▶ **EXERCICES À RÉALISER**:
(a) Dans l'article sur Wamberto, lors de quelle journée ses débuts à Lokeren ont-ils eu lieu ?
(b) Réécrivez le passage de l'article sur Wamberto qui commence à « Pourtant vos débuts » et se termine à « plus de but. », en remplaçant « Lokeren » par « Charleroi ».
(c) Poursuivez, s'il vous plaît, l'article sur Wamberto après sa dernière phrase.

▶ **TEXTE SOURCE**:
= = =
IL FAUT DU FLAMAND !

Thomas Bricmont

32 ans et 17e saison comme pro : l’avis du Belgo-Brésilien vaut de l’or.

La victoire à domicile de samedi face au Germinal Beerschot permet à José Riga et ses troupes de respirer. Si la mission est accomplie, l’Albert s’est fait peur et a, une nouvelle fois, fait preuve de maladresse en zone de conclusion. A l’avenir, des services involontaires du type Ninoslav Milenkovic, auteur de deux floches, ou de l’arbitre Stéphane Breda ne risquent pas de se répéter souvent. Tout est donc loin d’être parfait, même si les dernières rencontres plaident en faveur des Montois. Suspendu pour cette rencontre, Wamberto était d’un optimisme aveugle.

Que peut-on attendre de vous dans de ce deuxième tour ?

Je suis en pleine forme. Le stage en Espagne m’a fait énormément de bien. Etant donné que j’avais raté la préparation estivale suite aux pépins liés à mon avenir, je n’ai jamais atteint le rythme escompté.

Pourtant vos débuts cette saison ont été marquants.

Oui, c’était à Lokeren lors de la 7e journée. J’avais inscris deux buts qui nous avaient permis de l’emporter (0-2). Mon envie de retrouver les terrains était énorme, je voulais apporter quelque chose à ce groupe, leur donner le maximum.

La suite est moins glorieuse : vous n’inscrivez plus de but.

L’attention que l’on m’a portée après ces débuts en fanfare a peut-être joué en ma défaveur…

Votre manque d’efficacité est contagieuse : depuis le début de saison, Mons éprouve les pires difficultés à tromper la vigilance des gardiens.

C’est difficile de répondre à cette question. Nous développons un beau football, nous avons une défense fiable. Mais nous n’arrivons pas à concrétiser nos possibilités pour enfin sortir de la zone rouge. On n’a pas non plus été vernis jusqu’à présent…

Difficile de tout mettre sur le facteur chance.
= = =
Données enregistrées
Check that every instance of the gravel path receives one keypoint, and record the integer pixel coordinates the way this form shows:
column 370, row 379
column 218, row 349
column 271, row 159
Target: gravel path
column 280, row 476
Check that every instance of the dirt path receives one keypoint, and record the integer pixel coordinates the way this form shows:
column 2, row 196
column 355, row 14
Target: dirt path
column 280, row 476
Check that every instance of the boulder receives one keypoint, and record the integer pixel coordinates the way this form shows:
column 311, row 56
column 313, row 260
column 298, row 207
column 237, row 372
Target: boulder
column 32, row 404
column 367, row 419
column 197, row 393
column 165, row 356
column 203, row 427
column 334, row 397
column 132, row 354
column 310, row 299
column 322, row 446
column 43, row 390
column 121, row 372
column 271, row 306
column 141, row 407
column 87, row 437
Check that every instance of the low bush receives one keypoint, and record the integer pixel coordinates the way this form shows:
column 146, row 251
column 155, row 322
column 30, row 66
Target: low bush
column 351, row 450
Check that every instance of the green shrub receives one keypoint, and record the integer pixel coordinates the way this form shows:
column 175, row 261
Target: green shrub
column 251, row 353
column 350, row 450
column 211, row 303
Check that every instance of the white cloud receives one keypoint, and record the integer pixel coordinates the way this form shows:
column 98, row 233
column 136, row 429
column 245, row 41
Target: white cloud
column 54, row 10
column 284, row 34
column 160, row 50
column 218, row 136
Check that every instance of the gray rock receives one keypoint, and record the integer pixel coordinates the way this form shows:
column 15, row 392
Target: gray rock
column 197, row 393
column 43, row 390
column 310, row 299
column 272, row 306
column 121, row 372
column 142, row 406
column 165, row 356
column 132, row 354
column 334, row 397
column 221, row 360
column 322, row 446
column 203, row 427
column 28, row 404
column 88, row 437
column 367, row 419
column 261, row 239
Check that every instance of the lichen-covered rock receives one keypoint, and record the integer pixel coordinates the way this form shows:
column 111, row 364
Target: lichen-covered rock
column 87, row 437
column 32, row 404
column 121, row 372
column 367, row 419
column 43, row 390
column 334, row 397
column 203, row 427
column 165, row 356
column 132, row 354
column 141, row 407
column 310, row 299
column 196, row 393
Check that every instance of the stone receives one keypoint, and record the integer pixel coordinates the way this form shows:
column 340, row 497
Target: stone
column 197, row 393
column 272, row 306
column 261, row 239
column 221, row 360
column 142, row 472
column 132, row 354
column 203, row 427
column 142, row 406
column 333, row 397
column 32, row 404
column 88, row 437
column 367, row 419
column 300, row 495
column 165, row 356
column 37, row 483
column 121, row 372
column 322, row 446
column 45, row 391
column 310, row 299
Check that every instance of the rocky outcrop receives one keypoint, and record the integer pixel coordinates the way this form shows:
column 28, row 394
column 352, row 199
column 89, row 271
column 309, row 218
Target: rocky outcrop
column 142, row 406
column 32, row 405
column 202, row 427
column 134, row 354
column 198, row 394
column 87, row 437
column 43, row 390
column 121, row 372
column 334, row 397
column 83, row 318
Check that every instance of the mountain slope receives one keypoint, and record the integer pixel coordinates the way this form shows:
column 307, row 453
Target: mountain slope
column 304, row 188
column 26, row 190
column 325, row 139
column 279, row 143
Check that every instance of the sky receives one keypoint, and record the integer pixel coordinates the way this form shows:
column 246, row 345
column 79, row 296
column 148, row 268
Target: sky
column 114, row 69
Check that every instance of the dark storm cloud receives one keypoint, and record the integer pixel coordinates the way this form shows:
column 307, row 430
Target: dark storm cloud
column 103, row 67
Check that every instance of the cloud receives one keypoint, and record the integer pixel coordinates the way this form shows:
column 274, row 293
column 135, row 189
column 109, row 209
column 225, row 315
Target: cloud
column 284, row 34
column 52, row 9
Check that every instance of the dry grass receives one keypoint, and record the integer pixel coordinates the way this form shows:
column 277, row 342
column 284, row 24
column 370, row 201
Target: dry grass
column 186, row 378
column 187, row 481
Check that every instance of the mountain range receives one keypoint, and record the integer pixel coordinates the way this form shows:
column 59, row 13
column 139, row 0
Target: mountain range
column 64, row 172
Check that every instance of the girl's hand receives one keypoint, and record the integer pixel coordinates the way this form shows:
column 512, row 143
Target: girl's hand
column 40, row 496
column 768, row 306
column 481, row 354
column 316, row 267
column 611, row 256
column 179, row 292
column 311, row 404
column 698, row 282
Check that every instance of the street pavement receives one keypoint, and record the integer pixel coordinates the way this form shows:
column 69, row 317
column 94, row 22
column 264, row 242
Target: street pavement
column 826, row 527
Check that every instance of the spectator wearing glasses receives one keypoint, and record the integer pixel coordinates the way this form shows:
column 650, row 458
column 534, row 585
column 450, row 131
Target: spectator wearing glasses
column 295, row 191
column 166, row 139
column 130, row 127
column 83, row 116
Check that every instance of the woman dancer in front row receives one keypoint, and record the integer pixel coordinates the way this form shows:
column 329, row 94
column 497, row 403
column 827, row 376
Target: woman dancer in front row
= = =
▶ **RÉPONSES PAR EXERCICE**:
(a) Lors de la 7e journée.

(b)
Pourtant vos débuts cette saison ont été marquants.

Oui, c’était à Charleroi lors de la 7e journée. J’avais inscris deux buts qui nous avaient permis de l’emporter (0-2). Mon envie de retrouver les terrains était énorme, je voulais apporter quelque chose à ce groupe, leur donner le maximum.

La suite est moins glorieuse : vous n’inscrivez plus de but.

(c)
La concentration nous fait cruellement défaut dans les moments importants. Le match à Saint-Trond en est un exemple éloquent. Combien d’occasions avons-nous eues lors de ce match ? Facilement dix, et pourtant, on repart sans but et sans point. C’était incroyable !

La solution peut-elle venir d’Aliyu Datti et d’Ilija Stolica, deux joueurs sur qui l’on ne comptait plus chez des concurrents directs à savoir Saint-Trond ou Zulte Waregem ?

Leur position n’est pas facile. La presse a beaucoup critiqué ces transferts mais je suis convaincu qu’ils vont nous apporter un plus. Ils l’ont d’ailleurs déjà montré, mais la réussite les a lâchés. Une fois encore…

José Riga ne parie-t-il pas trop sur un jeu léché, construit mais qui, en bout de course, manque d’efficacité ?

On a un groupe humainement formidable et dont les qualités sont indéniables. Nous devrions nous situer dans le Top 10. Malheureusement, dans le football moderne, être doué et technique ne suffit plus. Regardez le Brésil à la dernière Coupe du Monde. Il avait les meilleurs joueurs et il s’est planté. L’Italie, elle, a montré que c’était en jouant en bloc que l’on allait au bout.

Riga est plus fort que Dominique D’Onofrio

Trop d’éléments ont le même profil, surtout dans le milieu du jeu. Ne vous manque-t-il pas quelqu’un qui puisse faire le ménage ?

L’aspect physique est primordial : il nous manque des joueurs costauds, des joueurs du type flamand. Au Standard, j’ai eu le bonheur de côtoyer Karel Geraerts et, on a beau souvent le dénigrer, c’est quelqu’un d’incroyablement utile. Avec son abattage et sa rage de gagner, il vous facilite la vie sur le terrain. C’est sans conteste le meilleur infiltreur qui évolue en Belgique…

Les concepts exploités par votre coach ne sont-ils pas inappropriés compte tenu de la situation ?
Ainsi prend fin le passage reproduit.